**Set problem**
Format the entries below, from the line with "Can you find the purple" through the end of the entries, as a two-column CSV with the headers input and output. Give one row per entry, with its text under input and its answer under output, each in a quoted field with line breaks replaced by spaces.

**********

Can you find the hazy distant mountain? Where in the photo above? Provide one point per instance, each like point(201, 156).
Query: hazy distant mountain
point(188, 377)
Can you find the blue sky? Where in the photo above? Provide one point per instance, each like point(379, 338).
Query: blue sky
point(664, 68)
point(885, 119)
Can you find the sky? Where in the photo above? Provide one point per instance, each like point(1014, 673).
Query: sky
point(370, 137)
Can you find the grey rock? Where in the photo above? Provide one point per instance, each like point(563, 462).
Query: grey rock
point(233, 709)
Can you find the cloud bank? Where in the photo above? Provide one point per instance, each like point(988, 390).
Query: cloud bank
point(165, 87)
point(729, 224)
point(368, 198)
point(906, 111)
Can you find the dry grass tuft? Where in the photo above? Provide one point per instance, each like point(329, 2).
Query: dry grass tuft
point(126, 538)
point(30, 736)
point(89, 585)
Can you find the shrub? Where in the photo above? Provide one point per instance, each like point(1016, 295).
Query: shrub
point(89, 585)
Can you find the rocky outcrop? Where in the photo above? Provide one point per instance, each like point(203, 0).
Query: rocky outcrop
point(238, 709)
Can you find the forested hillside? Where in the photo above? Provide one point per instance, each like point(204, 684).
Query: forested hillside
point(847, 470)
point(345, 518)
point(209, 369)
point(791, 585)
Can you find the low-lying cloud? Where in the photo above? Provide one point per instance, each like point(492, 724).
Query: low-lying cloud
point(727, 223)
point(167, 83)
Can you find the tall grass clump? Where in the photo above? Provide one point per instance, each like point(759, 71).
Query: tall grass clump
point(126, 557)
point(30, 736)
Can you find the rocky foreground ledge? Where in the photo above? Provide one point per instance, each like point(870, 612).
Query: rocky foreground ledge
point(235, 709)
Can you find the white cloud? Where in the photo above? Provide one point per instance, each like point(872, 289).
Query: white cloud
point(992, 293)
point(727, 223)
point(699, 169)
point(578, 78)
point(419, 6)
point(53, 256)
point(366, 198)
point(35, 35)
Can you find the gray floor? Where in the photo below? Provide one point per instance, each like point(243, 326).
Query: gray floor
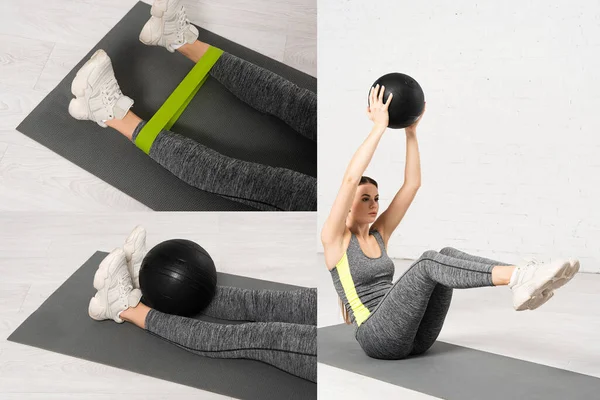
point(39, 252)
point(562, 334)
point(40, 41)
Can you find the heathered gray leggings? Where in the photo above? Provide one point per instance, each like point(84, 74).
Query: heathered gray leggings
point(284, 333)
point(410, 316)
point(261, 186)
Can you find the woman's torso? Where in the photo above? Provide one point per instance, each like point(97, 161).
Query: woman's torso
point(362, 281)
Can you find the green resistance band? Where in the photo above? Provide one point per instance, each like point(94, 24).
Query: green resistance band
point(177, 102)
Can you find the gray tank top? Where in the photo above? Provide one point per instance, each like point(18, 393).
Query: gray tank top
point(362, 281)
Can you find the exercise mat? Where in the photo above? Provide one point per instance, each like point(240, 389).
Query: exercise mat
point(62, 325)
point(214, 118)
point(454, 372)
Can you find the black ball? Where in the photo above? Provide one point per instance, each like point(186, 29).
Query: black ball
point(178, 277)
point(408, 102)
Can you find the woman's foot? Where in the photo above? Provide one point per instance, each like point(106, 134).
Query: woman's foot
point(98, 95)
point(169, 26)
point(534, 284)
point(115, 291)
point(135, 251)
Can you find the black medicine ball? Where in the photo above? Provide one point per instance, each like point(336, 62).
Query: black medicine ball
point(178, 277)
point(408, 101)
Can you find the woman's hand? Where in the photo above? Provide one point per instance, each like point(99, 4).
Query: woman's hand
point(412, 130)
point(377, 109)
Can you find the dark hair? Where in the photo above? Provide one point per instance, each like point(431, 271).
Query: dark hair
point(365, 179)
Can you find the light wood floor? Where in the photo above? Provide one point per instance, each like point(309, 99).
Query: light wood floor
point(39, 252)
point(563, 333)
point(42, 40)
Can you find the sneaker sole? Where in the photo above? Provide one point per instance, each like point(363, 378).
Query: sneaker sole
point(536, 302)
point(158, 11)
point(96, 309)
point(546, 287)
point(568, 275)
point(80, 83)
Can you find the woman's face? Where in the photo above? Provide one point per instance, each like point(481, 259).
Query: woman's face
point(366, 204)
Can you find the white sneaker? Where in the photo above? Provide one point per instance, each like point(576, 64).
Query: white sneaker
point(569, 274)
point(169, 26)
point(98, 95)
point(534, 283)
point(135, 251)
point(115, 292)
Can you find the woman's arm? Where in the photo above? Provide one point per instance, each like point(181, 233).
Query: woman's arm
point(389, 220)
point(335, 225)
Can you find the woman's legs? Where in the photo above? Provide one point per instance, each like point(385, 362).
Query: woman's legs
point(262, 89)
point(262, 186)
point(452, 252)
point(289, 347)
point(237, 304)
point(390, 332)
point(441, 297)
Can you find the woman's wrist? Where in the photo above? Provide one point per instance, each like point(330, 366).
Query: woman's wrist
point(379, 127)
point(411, 132)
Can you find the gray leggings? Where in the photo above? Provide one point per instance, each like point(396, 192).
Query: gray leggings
point(261, 186)
point(410, 316)
point(284, 333)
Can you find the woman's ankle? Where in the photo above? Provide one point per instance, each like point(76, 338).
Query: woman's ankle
point(194, 51)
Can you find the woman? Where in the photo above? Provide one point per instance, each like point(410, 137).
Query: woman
point(283, 334)
point(99, 99)
point(395, 320)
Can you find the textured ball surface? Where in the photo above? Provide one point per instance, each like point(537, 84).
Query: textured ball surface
point(178, 277)
point(408, 101)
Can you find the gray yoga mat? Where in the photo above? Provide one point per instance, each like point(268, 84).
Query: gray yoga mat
point(62, 325)
point(457, 373)
point(215, 118)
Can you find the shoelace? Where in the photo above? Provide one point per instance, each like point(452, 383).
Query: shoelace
point(182, 23)
point(531, 262)
point(111, 92)
point(125, 285)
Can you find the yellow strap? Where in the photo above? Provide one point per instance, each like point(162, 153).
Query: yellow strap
point(361, 313)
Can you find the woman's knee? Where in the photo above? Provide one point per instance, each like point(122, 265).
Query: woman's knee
point(447, 250)
point(429, 254)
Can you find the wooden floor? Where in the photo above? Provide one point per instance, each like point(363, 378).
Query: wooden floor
point(563, 333)
point(42, 40)
point(39, 252)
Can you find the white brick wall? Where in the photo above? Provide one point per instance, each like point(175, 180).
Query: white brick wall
point(510, 144)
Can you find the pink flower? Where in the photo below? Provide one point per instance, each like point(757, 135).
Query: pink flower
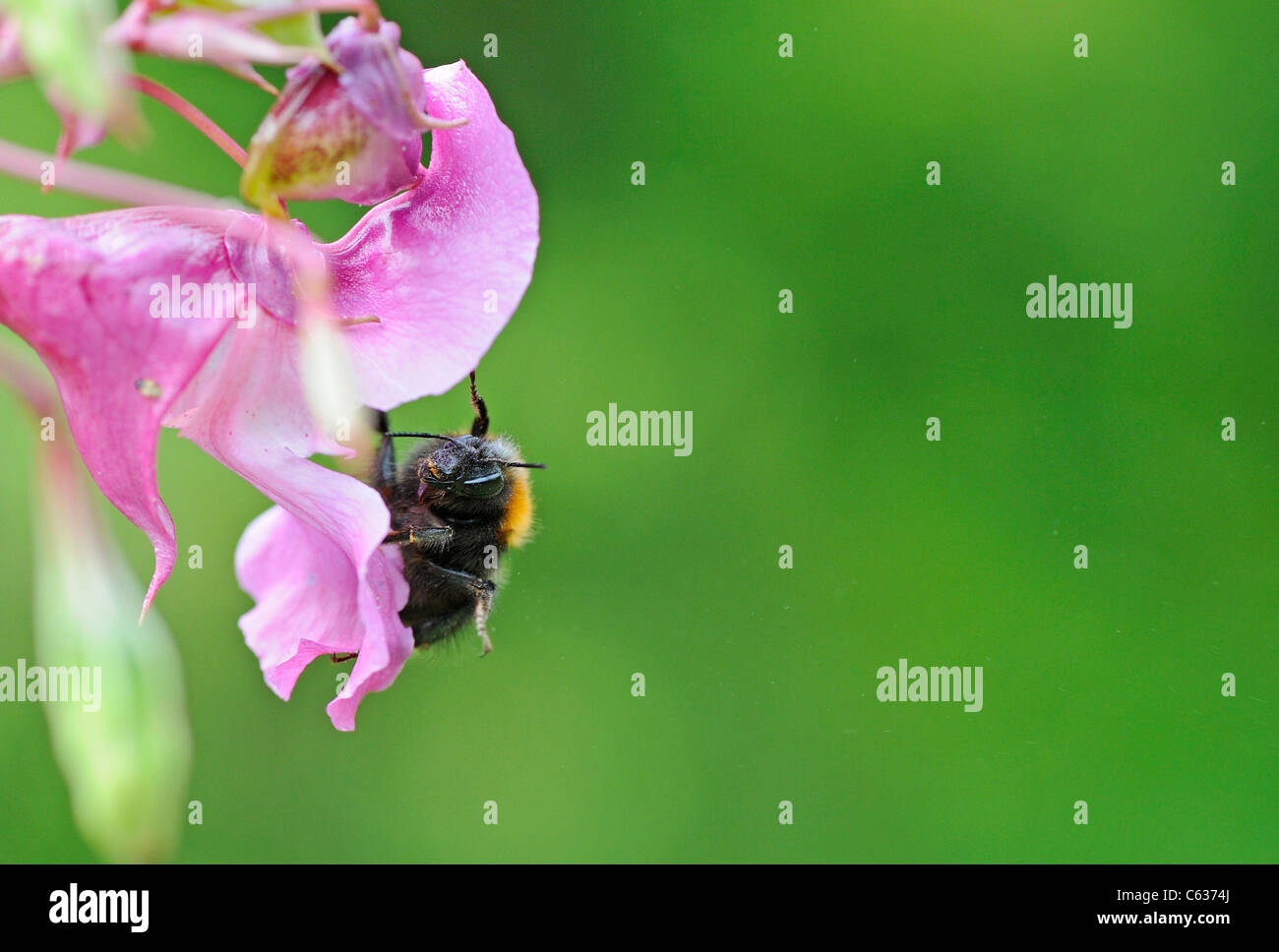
point(361, 111)
point(86, 294)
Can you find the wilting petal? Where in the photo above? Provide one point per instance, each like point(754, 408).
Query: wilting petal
point(306, 602)
point(324, 547)
point(80, 291)
point(443, 265)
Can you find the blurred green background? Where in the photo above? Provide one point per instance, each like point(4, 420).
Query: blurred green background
point(807, 173)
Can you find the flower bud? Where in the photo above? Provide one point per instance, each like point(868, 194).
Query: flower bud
point(349, 131)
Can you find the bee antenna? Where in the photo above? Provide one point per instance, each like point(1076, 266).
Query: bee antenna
point(425, 436)
point(481, 423)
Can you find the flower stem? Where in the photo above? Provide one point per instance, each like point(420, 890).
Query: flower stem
point(167, 97)
point(367, 11)
point(107, 184)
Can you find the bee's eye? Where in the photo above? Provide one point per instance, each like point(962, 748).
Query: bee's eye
point(482, 483)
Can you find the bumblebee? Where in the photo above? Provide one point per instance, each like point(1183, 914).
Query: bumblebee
point(457, 504)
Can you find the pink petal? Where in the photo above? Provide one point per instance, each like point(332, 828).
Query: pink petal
point(316, 568)
point(299, 580)
point(78, 291)
point(427, 261)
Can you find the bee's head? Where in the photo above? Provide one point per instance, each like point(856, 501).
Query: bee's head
point(471, 472)
point(463, 468)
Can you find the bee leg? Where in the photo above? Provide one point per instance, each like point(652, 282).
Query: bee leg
point(384, 468)
point(484, 590)
point(420, 536)
point(482, 603)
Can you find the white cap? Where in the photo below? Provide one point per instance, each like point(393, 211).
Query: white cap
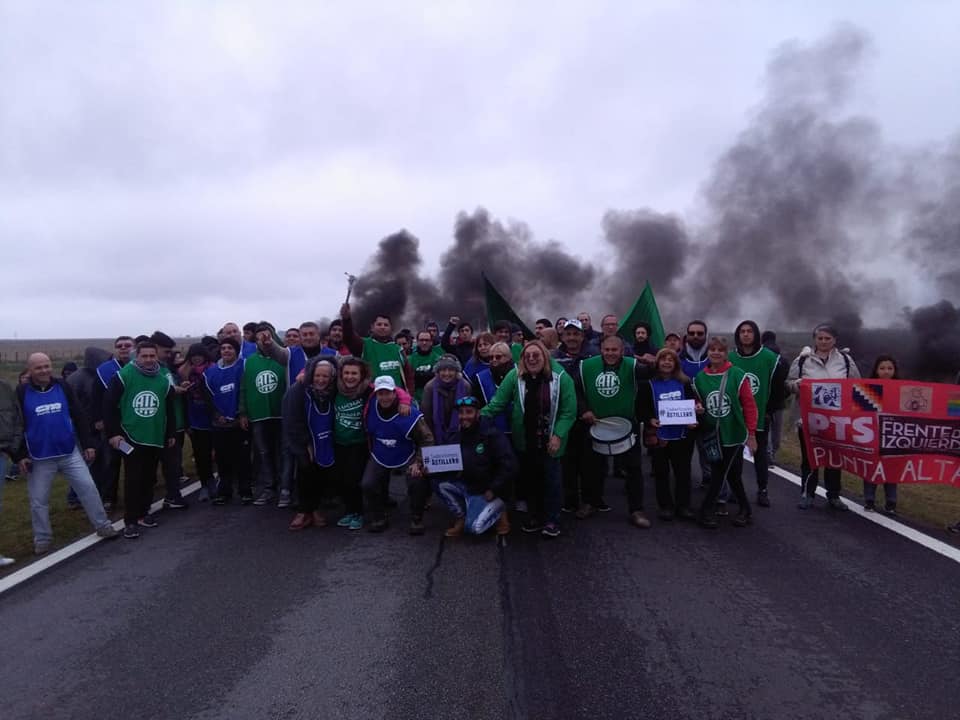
point(384, 382)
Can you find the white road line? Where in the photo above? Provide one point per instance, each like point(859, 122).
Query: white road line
point(48, 561)
point(931, 543)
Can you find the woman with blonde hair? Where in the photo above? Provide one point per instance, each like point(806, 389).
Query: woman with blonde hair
point(671, 446)
point(544, 406)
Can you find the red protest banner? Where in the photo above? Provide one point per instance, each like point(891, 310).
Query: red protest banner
point(883, 430)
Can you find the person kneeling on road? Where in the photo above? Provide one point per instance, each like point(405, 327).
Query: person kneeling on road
point(489, 465)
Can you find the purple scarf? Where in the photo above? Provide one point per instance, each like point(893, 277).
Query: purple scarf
point(446, 430)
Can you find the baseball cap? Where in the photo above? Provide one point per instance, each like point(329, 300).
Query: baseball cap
point(384, 382)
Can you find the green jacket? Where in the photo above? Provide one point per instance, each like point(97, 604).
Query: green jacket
point(563, 407)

**********

**Response to this task**
input,output
"Can you find the purple scarf? Where in the photo above? Provide one point per instance, each like point(893, 277). Query: purple scarf","point(446, 430)"
"Can you find the baseball cap? Where in the photo above? Provide one point per instance, each like point(329, 300). Query: baseball cap","point(384, 382)"
"Can you find the green jacket? Where in the photo above? Provide one point per instance, each like point(97, 604). Query: green jacket","point(563, 407)"